> **WHAT YOU NEED TO DO**: What is needed is an exact repeat of the lines from the line containing "logo print on" through the final line of the entries below, and nothing else.

> **SUPPLIED MATERIAL**:
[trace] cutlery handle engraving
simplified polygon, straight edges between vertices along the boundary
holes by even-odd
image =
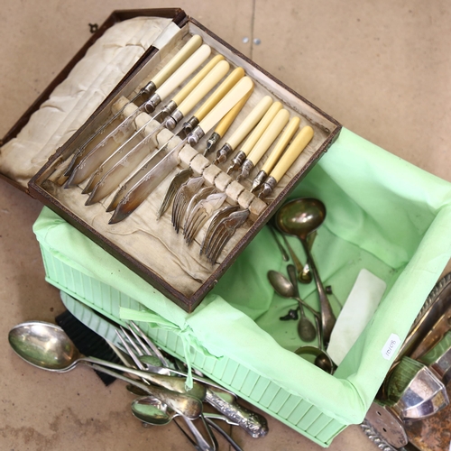
[[[209,389],[207,390],[205,400],[224,416],[236,422],[254,438],[264,437],[268,433],[266,419],[240,406],[236,401],[227,402]]]

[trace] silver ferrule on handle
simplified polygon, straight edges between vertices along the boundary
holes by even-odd
[[[227,174],[230,174],[230,172],[236,170],[243,164],[243,161],[245,159],[246,159],[246,154],[243,151],[240,151],[232,160],[232,163],[227,169]]]
[[[263,183],[263,188],[262,189],[262,191],[260,191],[258,198],[265,198],[272,192],[272,189],[274,189],[276,185],[277,185],[277,180],[272,176],[268,177],[268,179],[266,179],[266,180]]]
[[[219,136],[218,133],[216,132],[213,132],[211,136],[207,140],[207,145],[204,151],[204,155],[207,155],[210,152],[213,152],[217,144],[219,143],[219,140],[221,139],[221,136]]]
[[[236,179],[241,180],[242,179],[247,179],[253,169],[253,163],[250,160],[244,160],[244,162],[241,166],[241,174],[236,178]]]
[[[158,105],[161,102],[161,98],[156,93],[152,94],[151,98],[145,103],[145,110],[147,113],[153,113]]]
[[[200,127],[196,127],[188,136],[187,141],[189,145],[196,145],[205,135],[205,132]]]
[[[177,124],[183,119],[183,113],[180,110],[175,110],[170,117],[166,119],[166,128],[174,130]]]
[[[162,114],[164,117],[166,117],[171,115],[176,109],[177,104],[173,100],[170,100],[170,102],[164,106],[160,113]]]
[[[189,121],[183,124],[183,129],[187,133],[190,133],[198,125],[198,123],[199,120],[193,115]]]
[[[268,174],[264,170],[260,170],[259,173],[255,176],[255,179],[253,179],[251,192],[256,191],[262,186],[267,177]]]
[[[223,163],[227,159],[227,155],[233,151],[232,146],[226,143],[221,149],[216,152],[216,158],[215,160],[215,164]]]
[[[148,96],[152,96],[155,91],[157,90],[157,87],[155,86],[155,83],[153,81],[149,81],[147,85],[143,87],[142,92],[143,94],[147,94]]]

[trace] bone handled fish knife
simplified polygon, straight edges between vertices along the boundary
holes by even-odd
[[[152,121],[158,121],[163,123],[164,119],[173,113],[177,106],[191,93],[191,91],[207,77],[207,75],[219,63],[222,61],[224,57],[222,55],[216,55],[212,58],[208,63],[207,63],[173,97],[172,99],[165,105],[165,106],[160,110],[154,116],[152,116],[149,121],[147,121],[140,129],[138,129],[131,138],[129,138],[124,144],[122,144],[114,153],[109,156],[105,162],[103,162],[99,168],[94,172],[89,182],[87,184],[83,189],[83,194],[90,193],[97,184],[100,181],[103,176],[111,169],[113,166],[119,161],[124,155],[127,154],[130,150],[133,149],[140,141],[142,140],[141,133],[146,129],[148,124]],[[227,63],[228,64],[228,63]],[[226,75],[226,72],[224,75]],[[156,127],[149,135],[147,139],[148,143],[151,141],[152,136],[157,133],[161,127]],[[90,205],[91,199],[87,201],[87,205]]]
[[[143,89],[153,94],[201,45],[202,38],[194,34]]]
[[[279,183],[312,138],[313,129],[310,126],[307,125],[300,130],[264,181],[262,190],[258,195],[260,198],[264,198],[272,192],[274,187]]]
[[[211,48],[202,45],[153,94],[153,96],[140,108],[146,112],[152,112],[155,106],[166,98],[178,86],[185,81],[210,55]],[[120,139],[127,132],[125,139],[129,138],[134,131],[133,122],[125,119],[124,124],[118,125],[108,136],[101,141],[91,152],[84,156],[80,162],[74,168],[66,183],[66,188],[70,188],[85,180],[92,174],[111,153],[124,142]],[[117,143],[119,141],[119,143]]]
[[[196,105],[198,105],[213,89],[213,87],[219,82],[219,80],[223,78],[229,69],[230,64],[227,61],[218,62],[216,66],[215,66],[215,68],[210,71],[210,73],[205,78],[205,79],[203,79],[202,82],[193,89],[189,96],[188,96],[187,98],[185,98],[185,100],[181,102],[179,107],[166,118],[163,126],[168,128],[169,130],[173,130],[181,121],[181,119],[183,119],[196,106]],[[227,80],[229,80],[231,75],[232,74],[230,74],[226,78],[226,80],[221,83],[220,87],[223,87],[225,84],[228,83]],[[215,94],[218,89],[219,88],[215,91]],[[210,97],[208,97],[208,100],[207,100],[205,104],[209,104],[212,106],[216,105],[220,97],[218,97],[217,96],[215,97],[215,94],[210,96]]]
[[[181,108],[182,111],[189,111],[188,108],[196,106],[227,73],[229,68],[230,65],[227,61],[219,61],[180,104],[179,108]],[[118,158],[113,159],[113,165],[109,164],[108,161],[112,159],[112,157],[116,155],[117,152],[104,163],[106,170],[102,171],[102,173],[105,175],[100,177],[97,180],[91,195],[89,196],[89,198],[86,202],[86,205],[91,205],[98,202],[110,194],[115,188],[118,187],[119,183],[121,183],[139,165],[139,163],[143,161],[143,160],[150,153],[149,147],[152,143],[152,136],[167,126],[170,117],[170,116],[165,119],[160,126],[155,128],[144,139],[141,139],[141,136],[138,135],[135,140],[133,140],[130,145],[127,146],[125,152],[121,152],[120,155],[117,155]],[[155,155],[160,152],[161,152],[161,148],[152,152],[151,153],[152,155]],[[102,166],[99,170],[101,168]],[[102,175],[102,173],[99,175]]]
[[[227,169],[227,174],[230,174],[233,170],[237,170],[243,164],[243,161],[244,161],[247,155],[249,155],[250,152],[253,149],[253,146],[257,143],[257,141],[260,139],[262,134],[263,134],[263,132],[268,128],[268,125],[281,109],[282,104],[281,102],[274,102],[269,107],[268,111],[258,123],[257,126],[241,146],[240,152],[232,160],[232,163]]]
[[[207,140],[207,145],[204,151],[204,155],[207,155],[210,152],[216,149],[217,143],[221,138],[227,133],[228,129],[236,119],[236,116],[240,114],[241,110],[244,108],[244,105],[251,97],[253,89],[249,91],[219,122],[215,128],[215,131]]]
[[[236,84],[236,82],[243,78],[244,74],[244,70],[242,68],[235,69],[229,74],[229,76],[221,83],[221,85],[214,91],[214,93],[208,97],[208,99],[202,105],[202,106],[200,106],[200,108],[194,114],[194,115],[191,117],[189,123],[191,124],[198,124],[198,121],[202,120],[205,117],[205,115],[209,111],[211,111],[211,109],[217,104],[217,102],[224,97],[225,94],[228,92]],[[251,91],[253,89],[251,89]],[[194,95],[195,93],[193,91],[189,95],[189,97]],[[198,101],[191,102],[188,97],[186,99],[186,102],[187,104],[189,103],[191,104],[193,106],[198,103]],[[182,106],[180,105],[180,108],[183,111],[185,109],[185,106]],[[163,152],[166,151],[170,142],[172,139],[174,139],[176,136],[180,139],[184,139],[186,138],[187,134],[188,133],[185,132],[185,128],[183,127],[181,130],[179,131],[177,134],[173,135],[170,140],[168,140],[164,144],[162,144],[161,147],[158,149],[158,151],[153,152],[152,153],[152,157],[146,161],[146,163],[137,172],[135,172],[129,179],[127,179],[125,183],[123,184],[121,189],[116,192],[113,201],[107,207],[106,211],[113,211],[117,207],[119,202],[123,199],[123,198],[126,195],[126,193],[134,186],[134,184],[138,182],[143,177],[144,177],[152,169],[152,167],[155,166],[155,164],[157,164],[161,160]],[[141,147],[141,144],[139,145],[139,147]],[[142,149],[136,149],[136,152],[139,152],[141,153]],[[117,169],[115,168],[115,173],[114,177],[114,181],[111,181],[111,183],[108,182],[109,189],[111,189],[113,186],[114,186],[113,189],[115,187],[117,187],[117,185],[121,183],[128,174],[131,173],[131,170],[128,170],[129,162],[130,161],[127,159],[125,164],[122,165],[123,167]],[[134,169],[136,165],[134,165],[133,169]],[[108,176],[110,177],[110,174],[108,174]],[[122,177],[122,179],[120,177]],[[113,180],[113,179],[111,179],[111,180]],[[111,189],[109,192],[111,192],[113,189]],[[102,190],[104,190],[103,187]]]
[[[243,142],[243,140],[251,133],[253,127],[260,122],[269,107],[272,105],[272,99],[270,96],[262,97],[253,108],[251,113],[240,124],[234,132],[230,139],[216,152],[216,158],[213,161],[215,164],[226,161],[227,155],[235,151]]]
[[[251,192],[256,191],[262,186],[262,183],[263,183],[264,179],[272,170],[277,161],[281,158],[281,154],[283,153],[283,151],[287,148],[290,141],[298,131],[299,124],[300,124],[300,119],[298,116],[292,117],[290,119],[287,127],[283,131],[283,133],[281,134],[281,138],[274,146],[274,149],[272,149],[272,152],[270,153],[268,160],[266,160],[266,161],[263,164],[263,167],[255,176],[255,179],[253,179],[253,188],[251,189]]]
[[[210,56],[211,47],[201,45],[149,98],[147,111],[152,112],[157,106],[180,86]]]
[[[202,45],[202,38],[198,34],[192,36],[189,41],[170,59],[170,60],[147,83],[139,92],[132,97],[132,99],[126,103],[117,113],[115,113],[111,118],[109,118],[106,123],[97,128],[93,134],[91,134],[83,144],[80,145],[78,151],[76,151],[72,161],[68,167],[65,172],[65,176],[69,177],[75,166],[80,162],[81,156],[78,153],[86,153],[82,151],[87,149],[88,146],[90,149],[94,148],[100,141],[101,136],[109,133],[121,123],[121,115],[128,105],[136,103],[141,97],[145,97],[152,96],[155,90],[161,86],[161,84],[168,79],[168,78],[177,70],[181,64],[183,64],[188,58],[189,58],[200,46]],[[138,103],[137,103],[138,105]],[[138,105],[139,106],[139,105]],[[116,120],[117,119],[117,120]],[[87,149],[87,152],[89,148]]]
[[[244,69],[243,68],[236,68],[228,75],[228,77],[219,85],[219,87],[215,90],[215,92],[208,97],[208,99],[202,104],[200,108],[196,111],[193,116],[188,121],[183,129],[186,133],[184,136],[180,136],[180,138],[186,138],[189,133],[192,132],[192,130],[198,124],[198,123],[213,109],[213,107],[221,100],[230,89],[236,85],[236,83],[244,77]],[[198,89],[198,87],[196,89]],[[196,90],[195,89],[195,90]],[[209,90],[208,90],[209,91]],[[205,95],[208,92],[207,91]],[[194,91],[193,91],[194,93]],[[202,96],[202,97],[204,97]],[[198,103],[198,102],[184,102],[178,110],[174,111],[171,115],[171,119],[168,119],[168,128],[173,129],[179,124],[182,117],[186,116],[188,112],[190,111],[194,106]],[[196,99],[194,99],[196,100]]]
[[[134,211],[152,191],[179,163],[179,153],[187,144],[195,145],[208,133],[251,89],[253,82],[244,77],[207,115],[193,132],[170,151],[143,179],[142,179],[115,208],[109,224],[125,219]]]
[[[290,113],[286,109],[281,109],[277,113],[274,119],[268,125],[268,128],[263,132],[263,134],[257,141],[253,150],[244,160],[241,166],[241,173],[236,178],[237,180],[246,179],[253,167],[260,161],[266,151],[271,147],[272,143],[281,134],[283,127],[288,124]]]

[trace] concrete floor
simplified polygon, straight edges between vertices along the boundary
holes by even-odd
[[[451,181],[451,5],[445,0],[196,2],[180,6],[345,127]],[[143,0],[3,0],[0,136],[115,9],[168,6]],[[249,38],[247,43],[244,38]],[[259,39],[259,45],[253,40]],[[8,330],[63,310],[32,225],[41,206],[0,182],[0,449],[192,449],[175,426],[143,428],[120,382],[106,389],[87,369],[49,373],[20,361]],[[246,450],[318,446],[270,419],[270,434],[235,440]],[[221,449],[227,446],[221,442]],[[330,449],[376,450],[357,426]]]

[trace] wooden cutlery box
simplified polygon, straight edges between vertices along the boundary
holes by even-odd
[[[165,296],[186,311],[190,312],[211,290],[219,278],[275,213],[278,207],[287,198],[294,187],[336,139],[341,126],[336,120],[284,86],[194,18],[186,15],[182,10],[133,10],[115,12],[100,26],[85,47],[80,50],[5,135],[2,142],[3,145],[8,145],[10,141],[16,138],[21,130],[27,124],[32,115],[42,106],[45,106],[51,92],[70,74],[71,70],[72,72],[77,71],[77,64],[82,60],[87,55],[87,51],[89,51],[89,48],[111,25],[133,17],[146,16],[168,18],[170,21],[165,27],[161,27],[162,32],[152,45],[145,51],[120,82],[106,95],[105,100],[87,120],[62,145],[54,149],[54,153],[43,167],[39,168],[38,172],[32,177],[26,187],[23,182],[18,183],[17,180],[14,179],[14,176],[11,176],[10,173],[4,173],[2,178],[19,188],[27,189],[32,197],[41,200],[44,205],[50,207],[69,224],[86,234]],[[170,183],[170,177],[167,177],[130,216],[121,223],[108,225],[111,213],[106,211],[107,205],[106,201],[87,207],[85,206],[87,196],[81,194],[79,187],[66,189],[56,182],[54,176],[55,173],[58,173],[59,165],[63,161],[69,161],[77,149],[87,140],[90,134],[111,116],[112,111],[115,111],[114,106],[117,105],[118,100],[124,97],[133,98],[139,88],[145,85],[170,60],[189,37],[195,34],[202,38],[203,43],[211,47],[211,56],[223,55],[226,60],[230,63],[230,70],[236,67],[242,67],[245,74],[254,83],[254,88],[249,100],[230,129],[223,136],[216,150],[227,142],[227,137],[246,117],[251,108],[264,96],[270,96],[273,101],[281,102],[283,107],[289,111],[290,117],[299,116],[300,128],[309,125],[314,131],[311,142],[280,180],[271,196],[264,200],[259,199],[250,192],[250,189],[252,179],[267,157],[263,156],[261,162],[251,172],[249,179],[238,183],[235,180],[235,175],[229,176],[226,172],[231,159],[239,152],[240,147],[238,146],[233,153],[228,155],[225,163],[218,164],[214,168],[215,178],[210,179],[208,177],[205,177],[207,185],[216,184],[219,192],[227,194],[226,203],[238,204],[240,208],[249,208],[251,211],[250,218],[236,231],[215,264],[208,262],[205,256],[199,255],[199,247],[202,235],[205,234],[205,227],[198,234],[194,243],[188,246],[183,241],[182,234],[176,234],[171,227],[170,207],[159,221],[156,220],[155,211]],[[174,93],[176,92],[178,92],[177,89]],[[165,102],[161,102],[161,105],[165,105]],[[211,132],[207,133],[194,147],[197,151],[195,152],[197,157],[198,152],[201,154],[205,149],[206,141]],[[164,133],[157,135],[155,144],[161,145],[171,136],[171,132],[165,130]],[[273,143],[267,153],[274,145]],[[192,164],[194,175],[200,175],[208,165],[212,169],[215,165],[211,165],[211,162],[215,156],[216,152],[207,157],[199,155],[198,160],[201,162],[198,165]],[[17,161],[21,161],[20,159]],[[177,170],[189,165],[191,165],[190,161],[182,161]],[[2,167],[0,167],[0,171],[4,172]],[[108,198],[106,198],[106,199]]]
[[[100,34],[106,35],[110,25],[140,16],[170,18],[161,24],[155,46],[125,70],[99,107],[74,127],[75,133],[55,146],[56,152],[29,182],[12,176],[2,158],[9,143],[25,130],[31,115],[40,106],[45,107],[51,91],[70,77],[78,61],[92,57],[87,49]],[[301,126],[309,124],[314,130],[313,140],[265,199],[262,211],[237,231],[213,266],[198,258],[198,243],[189,247],[175,234],[168,212],[155,220],[168,179],[127,219],[114,226],[108,225],[111,214],[104,205],[84,205],[80,188],[64,189],[51,181],[55,169],[106,120],[113,105],[123,97],[131,98],[190,34],[199,34],[213,54],[222,54],[232,68],[244,68],[255,83],[251,106],[271,96],[291,116],[299,115]],[[246,113],[240,113],[227,133],[234,133]],[[202,152],[206,138],[197,150]],[[226,139],[227,134],[223,141]],[[405,339],[451,256],[449,183],[341,130],[334,119],[180,10],[115,13],[4,143],[4,178],[28,189],[56,213],[44,208],[33,228],[49,282],[115,323],[139,321],[162,349],[324,446],[347,425],[363,421],[393,362],[395,353],[388,354],[387,346],[391,350],[390,346],[396,348]],[[207,157],[211,161],[212,155]],[[231,157],[219,167],[221,173]],[[16,161],[26,163],[20,152]],[[249,180],[243,188],[240,193],[248,191]],[[230,194],[230,203],[243,202]],[[332,286],[335,313],[339,313],[362,269],[387,283],[379,307],[333,375],[294,353],[302,345],[296,322],[279,318],[296,301],[275,294],[266,277],[269,270],[285,271],[287,262],[263,226],[285,199],[303,196],[323,200],[327,208],[313,253],[323,281]],[[247,193],[244,198],[249,205],[253,199]],[[288,239],[302,258],[298,240]],[[299,285],[299,290],[306,302],[319,307],[314,284]],[[77,313],[77,302],[66,294],[62,299]],[[97,315],[83,315],[79,318],[96,329]]]

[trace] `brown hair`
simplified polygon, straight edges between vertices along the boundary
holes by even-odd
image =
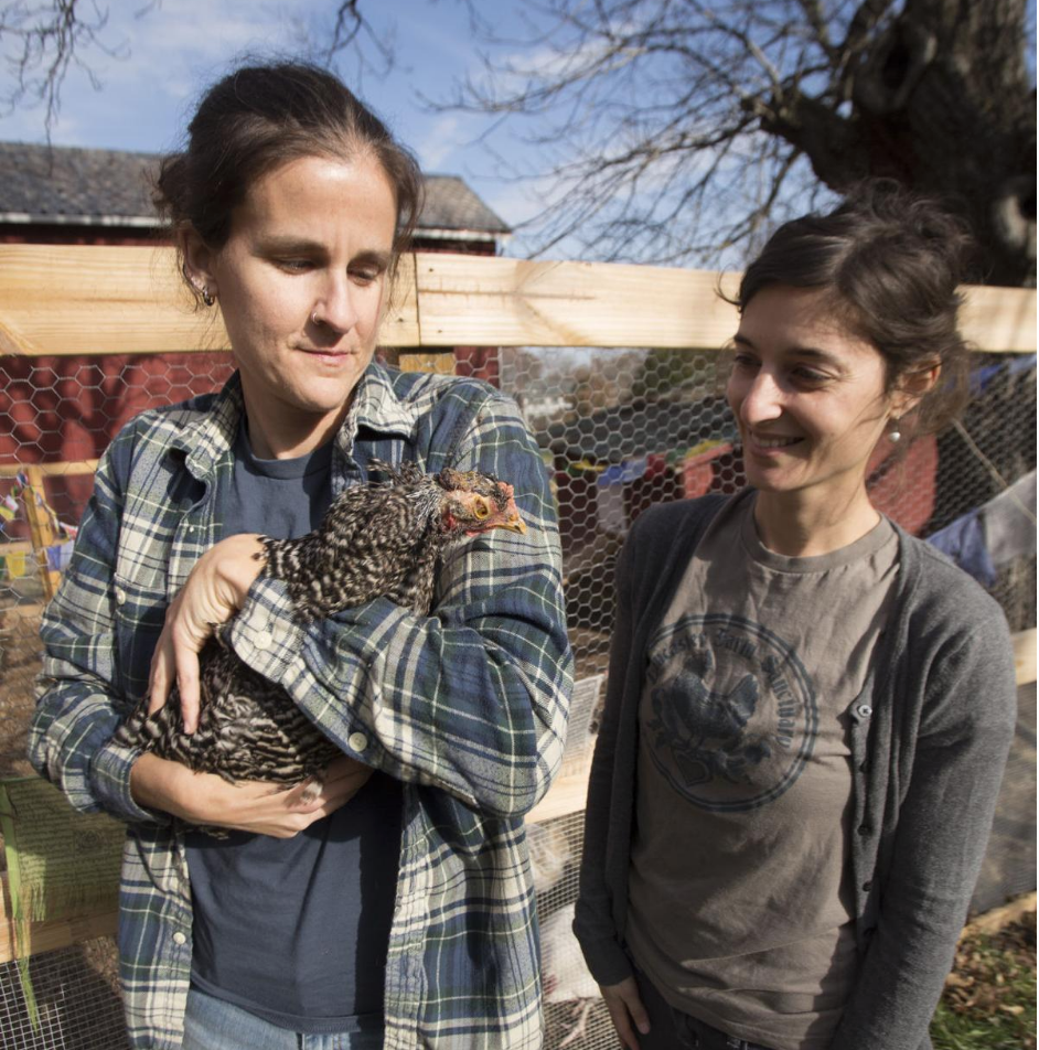
[[[257,179],[301,157],[363,152],[393,186],[396,265],[422,206],[418,162],[338,77],[306,63],[244,66],[214,84],[188,126],[185,149],[162,160],[152,199],[172,233],[194,228],[219,250]]]
[[[747,267],[735,304],[742,312],[771,285],[829,289],[849,331],[883,357],[888,392],[941,365],[911,414],[915,432],[931,432],[966,400],[970,353],[956,314],[971,247],[963,224],[932,201],[872,180],[829,214],[780,226]]]

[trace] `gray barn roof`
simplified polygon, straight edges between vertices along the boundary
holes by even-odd
[[[0,142],[0,222],[153,226],[157,153]],[[426,175],[419,233],[499,239],[510,227],[456,175]]]

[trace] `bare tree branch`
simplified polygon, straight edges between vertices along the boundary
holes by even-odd
[[[472,2],[468,0],[470,10]],[[438,110],[507,118],[532,255],[717,264],[820,184],[951,199],[989,280],[1035,281],[1026,0],[527,0]],[[522,167],[520,167],[522,164]]]
[[[158,2],[152,0],[149,7]],[[84,52],[96,49],[109,57],[126,55],[125,45],[113,46],[103,39],[107,24],[108,9],[97,0],[8,0],[0,7],[0,47],[13,84],[0,96],[0,108],[12,113],[19,106],[42,105],[50,141],[69,68],[83,69],[94,88],[100,87]]]

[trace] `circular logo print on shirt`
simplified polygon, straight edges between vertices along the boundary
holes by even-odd
[[[642,731],[657,769],[704,810],[753,810],[796,781],[818,730],[797,654],[742,617],[683,617],[650,643]]]

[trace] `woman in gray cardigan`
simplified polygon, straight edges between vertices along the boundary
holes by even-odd
[[[1013,656],[866,470],[964,387],[964,244],[882,185],[781,227],[737,298],[750,488],[632,528],[575,922],[630,1050],[931,1046]]]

> **ANSWER TO THE EXERCISE**:
[trace] `circular logo print on shirt`
simplified polygon, straight edges between vertices along the boundary
holes by even-odd
[[[642,731],[657,769],[704,810],[753,810],[796,781],[818,730],[797,654],[742,617],[683,617],[650,643]]]

[trace] `woman in gray cardigan`
simplified polygon, straight edges between vertices along the boundary
holes by even-odd
[[[1013,656],[866,470],[964,387],[964,244],[882,185],[781,227],[737,298],[750,488],[632,528],[575,922],[630,1050],[931,1046]]]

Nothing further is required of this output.